_Set exercise a:_
List every action that the anomaly detection extract says Xenia performs.

_Extract:_
Anomaly Detection as a Classification Problem

To express our problem formulation in more theoretical terms, consider a classification problem where some time series data is either normal or abnormal. All Xenia is doing is classifying incoming data into one of these two cases. Naturally, the definition of normal is key here.

At Yipit, we approached this by leveraging historical data and applying statistical analysis.

A baseline process is performed on normal historical data, aggregated over several periods. In sampling a fresh period, Xenia looks at how much the fresh data differs from the baseline data.

Pictorially, you can think of the historical data as dots in some vector space. Xenia draws a tolerance boundary around it, and determines whether fresh data points fall within that boundary or not. Note that this is different from clustering - clustering means grouping objects into different classes whereas classification means determining which class a new object belongs to.

_Material shown:_
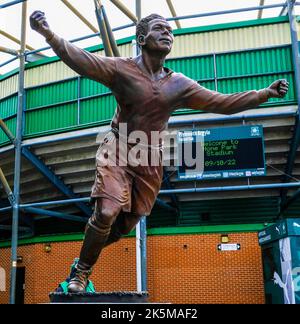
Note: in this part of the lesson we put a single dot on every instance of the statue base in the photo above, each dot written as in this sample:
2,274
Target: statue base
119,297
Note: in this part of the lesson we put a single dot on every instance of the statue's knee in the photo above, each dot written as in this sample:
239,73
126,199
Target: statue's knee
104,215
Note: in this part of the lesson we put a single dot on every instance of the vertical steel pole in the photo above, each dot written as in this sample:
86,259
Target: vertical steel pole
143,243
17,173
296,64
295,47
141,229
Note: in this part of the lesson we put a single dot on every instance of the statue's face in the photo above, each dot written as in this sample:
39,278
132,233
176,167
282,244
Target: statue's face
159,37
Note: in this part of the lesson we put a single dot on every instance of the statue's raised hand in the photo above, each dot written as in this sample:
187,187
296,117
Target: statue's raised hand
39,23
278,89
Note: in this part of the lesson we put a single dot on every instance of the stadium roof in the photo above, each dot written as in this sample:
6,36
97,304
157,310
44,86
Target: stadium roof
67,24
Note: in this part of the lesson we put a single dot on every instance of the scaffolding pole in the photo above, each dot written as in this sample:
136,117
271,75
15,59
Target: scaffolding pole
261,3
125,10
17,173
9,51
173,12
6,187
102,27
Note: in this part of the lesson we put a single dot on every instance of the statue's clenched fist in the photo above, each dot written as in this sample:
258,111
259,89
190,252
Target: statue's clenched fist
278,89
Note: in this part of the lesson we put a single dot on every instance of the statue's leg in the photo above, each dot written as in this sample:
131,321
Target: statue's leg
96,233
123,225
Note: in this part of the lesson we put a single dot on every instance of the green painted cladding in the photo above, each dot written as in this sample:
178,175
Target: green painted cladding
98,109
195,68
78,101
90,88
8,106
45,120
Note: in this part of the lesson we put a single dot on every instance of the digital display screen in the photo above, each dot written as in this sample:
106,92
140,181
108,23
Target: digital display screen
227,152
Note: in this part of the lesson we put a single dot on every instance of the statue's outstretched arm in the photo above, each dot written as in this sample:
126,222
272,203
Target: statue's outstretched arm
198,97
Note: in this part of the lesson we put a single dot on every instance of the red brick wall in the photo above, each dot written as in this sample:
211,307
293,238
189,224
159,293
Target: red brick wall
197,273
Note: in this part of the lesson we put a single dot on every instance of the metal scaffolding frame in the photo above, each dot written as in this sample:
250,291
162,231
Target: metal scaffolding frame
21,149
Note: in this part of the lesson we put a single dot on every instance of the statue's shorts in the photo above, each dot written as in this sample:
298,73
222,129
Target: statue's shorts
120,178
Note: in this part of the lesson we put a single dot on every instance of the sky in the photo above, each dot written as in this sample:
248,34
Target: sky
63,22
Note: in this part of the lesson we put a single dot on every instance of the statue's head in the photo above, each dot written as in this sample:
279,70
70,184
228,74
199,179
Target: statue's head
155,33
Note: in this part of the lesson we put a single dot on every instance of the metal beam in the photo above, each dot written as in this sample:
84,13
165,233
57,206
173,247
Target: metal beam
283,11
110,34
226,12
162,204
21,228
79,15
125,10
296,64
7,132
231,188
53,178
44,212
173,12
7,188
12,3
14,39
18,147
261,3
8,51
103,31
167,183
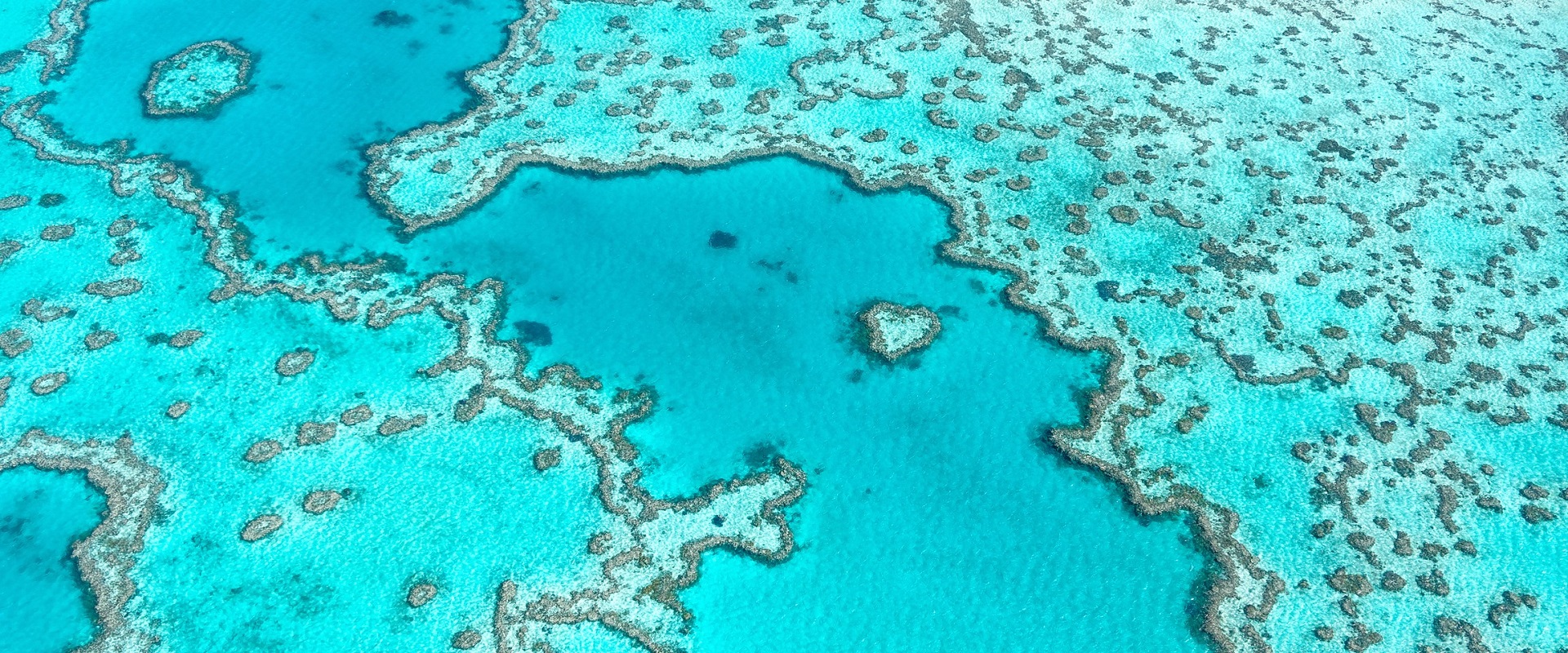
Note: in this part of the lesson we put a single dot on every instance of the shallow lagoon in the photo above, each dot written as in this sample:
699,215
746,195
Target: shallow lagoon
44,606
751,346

_Set exercise b:_
Copy the records word for word, starting with the line that contains "the statue's head" and going on through the end of the records. Leave the pictures out of your answer.

_Exercise solution a:_
- Classifies incoming data as either normal or abnormal.
- Looks at how much the fresh data differs from the baseline data.
- Draws a tolerance boundary around the historical data.
- Determines whether fresh data points fall within that boundary or not.

_Exercise solution b:_
Note: in this part of the lesson we put a single dot on every instance of the statue's head in the photo above, each dot written as in this sample:
279,70
70,184
228,74
199,179
Target: statue's head
155,33
Note: in this part of the lesson we put a single dot on every instance of the metal beam in the photo above, each dot written as in this sample:
84,13
165,233
57,206
173,247
Target: metal beam
283,11
110,34
226,12
162,204
21,228
79,15
125,10
296,64
7,132
231,188
53,178
44,212
173,12
7,188
12,3
14,39
18,147
261,3
8,51
103,31
167,183
Note: in this part of the lesson we put a single dot on every instance of the shallow lagoon in the photo above, each dot written as in this sample:
699,215
746,195
Target: shallow lagoon
44,606
751,346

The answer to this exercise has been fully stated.